START

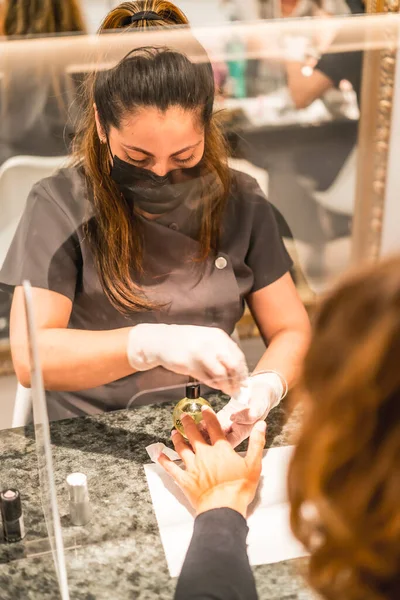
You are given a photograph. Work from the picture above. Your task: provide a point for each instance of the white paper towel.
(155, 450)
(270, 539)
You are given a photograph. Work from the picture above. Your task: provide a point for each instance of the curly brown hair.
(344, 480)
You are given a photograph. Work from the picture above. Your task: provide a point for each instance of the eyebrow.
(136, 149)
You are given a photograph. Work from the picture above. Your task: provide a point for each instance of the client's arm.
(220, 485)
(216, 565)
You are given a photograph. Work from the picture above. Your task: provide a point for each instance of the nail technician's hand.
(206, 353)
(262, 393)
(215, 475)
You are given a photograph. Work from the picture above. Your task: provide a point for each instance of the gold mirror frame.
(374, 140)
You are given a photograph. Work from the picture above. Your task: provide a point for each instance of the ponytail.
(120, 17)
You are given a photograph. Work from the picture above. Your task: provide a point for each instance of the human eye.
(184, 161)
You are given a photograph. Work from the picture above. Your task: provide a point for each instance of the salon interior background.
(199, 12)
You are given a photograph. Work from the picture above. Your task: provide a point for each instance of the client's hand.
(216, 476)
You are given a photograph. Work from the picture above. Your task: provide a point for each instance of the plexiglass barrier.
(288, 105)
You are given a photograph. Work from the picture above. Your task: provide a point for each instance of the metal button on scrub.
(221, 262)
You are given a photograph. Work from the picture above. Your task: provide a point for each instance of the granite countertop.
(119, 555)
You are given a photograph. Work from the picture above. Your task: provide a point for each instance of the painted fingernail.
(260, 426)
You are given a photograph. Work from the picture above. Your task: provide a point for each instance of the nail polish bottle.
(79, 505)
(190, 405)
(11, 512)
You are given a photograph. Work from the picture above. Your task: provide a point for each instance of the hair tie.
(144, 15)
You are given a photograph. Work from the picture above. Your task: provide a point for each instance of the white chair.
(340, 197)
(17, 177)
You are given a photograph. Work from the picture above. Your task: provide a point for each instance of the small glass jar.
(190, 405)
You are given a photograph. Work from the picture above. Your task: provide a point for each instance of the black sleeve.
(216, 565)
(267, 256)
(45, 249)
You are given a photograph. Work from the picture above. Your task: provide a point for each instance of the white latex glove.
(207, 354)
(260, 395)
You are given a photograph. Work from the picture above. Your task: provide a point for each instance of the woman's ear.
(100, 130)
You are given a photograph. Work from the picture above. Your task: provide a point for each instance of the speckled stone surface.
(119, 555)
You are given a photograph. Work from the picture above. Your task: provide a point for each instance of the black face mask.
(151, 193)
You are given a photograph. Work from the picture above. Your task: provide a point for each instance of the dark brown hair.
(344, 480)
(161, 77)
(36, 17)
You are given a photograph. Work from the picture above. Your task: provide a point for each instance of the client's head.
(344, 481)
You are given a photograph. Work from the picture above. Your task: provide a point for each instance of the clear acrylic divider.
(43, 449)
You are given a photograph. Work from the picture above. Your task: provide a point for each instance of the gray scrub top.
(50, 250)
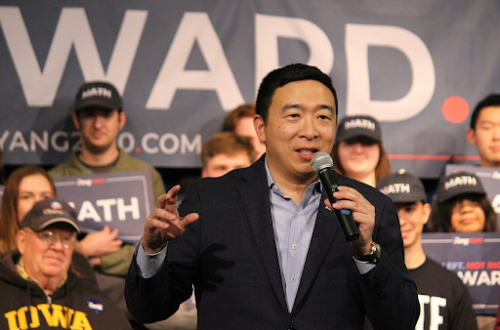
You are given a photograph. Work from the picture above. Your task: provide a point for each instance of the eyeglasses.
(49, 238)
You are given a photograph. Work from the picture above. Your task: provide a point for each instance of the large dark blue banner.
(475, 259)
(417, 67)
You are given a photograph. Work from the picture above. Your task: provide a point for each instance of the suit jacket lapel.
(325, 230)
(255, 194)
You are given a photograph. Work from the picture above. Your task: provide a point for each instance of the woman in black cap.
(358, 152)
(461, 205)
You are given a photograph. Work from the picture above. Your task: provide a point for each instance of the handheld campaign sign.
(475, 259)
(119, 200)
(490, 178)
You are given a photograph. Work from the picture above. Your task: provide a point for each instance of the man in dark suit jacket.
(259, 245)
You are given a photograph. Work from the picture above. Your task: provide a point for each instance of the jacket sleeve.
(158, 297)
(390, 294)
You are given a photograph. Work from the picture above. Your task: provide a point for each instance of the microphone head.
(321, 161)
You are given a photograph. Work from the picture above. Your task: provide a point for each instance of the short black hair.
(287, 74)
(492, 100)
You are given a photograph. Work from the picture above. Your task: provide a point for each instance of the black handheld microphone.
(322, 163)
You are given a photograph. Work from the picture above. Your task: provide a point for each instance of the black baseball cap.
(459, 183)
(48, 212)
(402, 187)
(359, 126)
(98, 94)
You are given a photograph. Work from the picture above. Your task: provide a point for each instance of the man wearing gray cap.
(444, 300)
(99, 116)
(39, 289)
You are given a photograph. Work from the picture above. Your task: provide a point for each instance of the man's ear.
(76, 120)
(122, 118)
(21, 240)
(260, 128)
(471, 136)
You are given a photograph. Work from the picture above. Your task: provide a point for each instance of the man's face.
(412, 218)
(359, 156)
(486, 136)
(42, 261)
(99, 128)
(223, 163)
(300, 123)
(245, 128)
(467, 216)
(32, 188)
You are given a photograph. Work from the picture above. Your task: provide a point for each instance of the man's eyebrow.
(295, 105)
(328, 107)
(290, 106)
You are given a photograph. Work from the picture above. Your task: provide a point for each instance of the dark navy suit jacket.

END

# Work to complete
Your answer should consist only of the lines from the one with "wearing gray cap." through the end of the data above, reproduced exactly.

# Response to this exercise
You are given a photograph. Work from the picture above. Your task: provide a point for each instance of the man wearing gray cap.
(444, 300)
(99, 116)
(39, 289)
You are given a photograph. Work from the picture above. Your task: provide a point for each instance of the man's ear.
(76, 120)
(122, 118)
(21, 240)
(260, 128)
(471, 136)
You are given a photograph. Work from the picture above. Your task: provide a point for each instance of the man's face.
(412, 218)
(359, 156)
(486, 136)
(42, 261)
(99, 128)
(223, 163)
(300, 123)
(245, 128)
(467, 216)
(32, 188)
You are given a photograph. Work from the picture above. Your task: provide a point for each instance of the man's eyebrow.
(295, 105)
(328, 107)
(290, 106)
You are given a photograph. Work from the picture above. Your task: provide a point for each instance of the dark navy suit jacket.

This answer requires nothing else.